Assignment
For every entry, reproduce the wording exactly and omit any image it holds.

(Collected data)
===
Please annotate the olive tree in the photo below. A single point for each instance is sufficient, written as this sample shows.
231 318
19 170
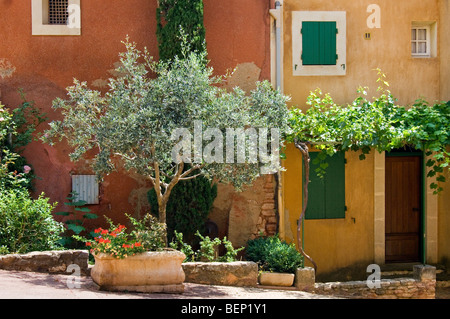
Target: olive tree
159 116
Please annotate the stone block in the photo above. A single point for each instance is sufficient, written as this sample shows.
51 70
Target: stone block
305 278
238 273
424 272
276 279
55 261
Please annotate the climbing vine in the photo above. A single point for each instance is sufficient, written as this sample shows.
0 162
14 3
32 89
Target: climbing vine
174 16
364 125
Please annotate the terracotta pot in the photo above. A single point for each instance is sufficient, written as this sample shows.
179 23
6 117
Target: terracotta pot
159 271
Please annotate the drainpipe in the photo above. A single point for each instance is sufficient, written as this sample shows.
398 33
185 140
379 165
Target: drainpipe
276 14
===
Answer below
Please annotate the olive tree in the photo below. A single point for each instance is sufficient, written as this sample shows.
231 318
19 170
Target: olive tree
159 116
Please annotate the stone block in the photo above. A single point for each instance is sufficient, written as this sample shows.
51 70
Target: stone block
305 278
238 273
424 272
276 279
55 261
Please annotate the climbing vine in the photo above. A single point for each instance is sufficient, written as this sample shows.
0 162
14 3
32 89
Target: climbing vine
174 16
364 125
Please annotate the terracotta pot in the photo above. A single point for each instance is sufficient, written as this sample shows.
179 23
6 117
Target: terracotta pot
159 271
Please annotate the drainpipe in the photo above. A single point for each instance is sufficient, written as this sample shows.
398 33
185 140
379 165
Target: drainpipe
276 14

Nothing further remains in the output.